▸ Reading passage:
########
Figma gets basics right: CMD+ or CMD- to zoom in and out. Click into a text field to edit the content without any confusing user interaction. CMD+B bolds the text as expected instead of triggering some odd design function. You can easily undo a design error like you can undo a typo in Google Docs rather than losing it to some broken versioning history in an outdated design application. Getting the basics right is dramatically underestimated. The cumulative effect is that customers get more done, trust the app, and become fervent evangelists. It also codifies a principle of simplicity in the company’s culture that pays multiple dividends for years.
5. Productize (and kill) your customer’s stress: technology can make a mess into a delight
Prototyping used to be a nightmare. A designer would make designs in a static program. Then we’d either have to build the real thing before knowing how it felt to use it — or do some crazy HTML hack (or use a prototyping tool) to demo things. There used to be lots of (physical) wires involved and Apple AirPlay when we wanted to show the iPhone experience. It was bad. Really bad. It was crazy that in building products we didn’t know the product…until it was built.
########
▸ Information shown:
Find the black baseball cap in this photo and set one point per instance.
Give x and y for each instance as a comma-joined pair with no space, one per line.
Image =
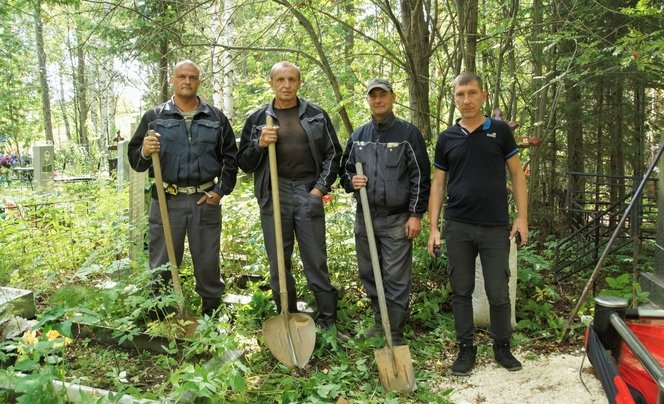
########
▸ Action item:
Pick up the piece on Figma and design tools right after its last sentence, and write the next part.

▸ Output:
Figma lets you effortlessly prototype. In fact, the designs just ‘become’ the prototype with the click of a button. I actually got to this screen almost accidentally, it’s that easy. I know so many Figma customers who use Figma in design reviews. Everyone from the VP Design to the individual contributor designer showing work can riff together on the work, edit it in real time, get to an answer, and ship the product. Design reviews that used be about presenting static image files and translating written feedback into visual action items turned into collaborative working sessions. It’s a step-change in productivity and decision-making. It also puts Figma at the center of critical technology team decisions, which solidifies its brand and market position.
The lesson is that world-class design and technology can take incredibly complex problems that most people lack the grit to solve — and it can solve them! When it does - from PageRank at Google so we can access the world’s information, or the reduction in audio/video packet loss on Zoom so we can have high quality flawless video calls - it works and it reminds people why technology is like magic. Figma does this repeatedly.
Questions
What does Figma look like in 10 years? How does no-code impact design tools?
Now that Figma is on its way from design tool for designers to collaboration tool for knowledge workers, should it create new tools for other functions?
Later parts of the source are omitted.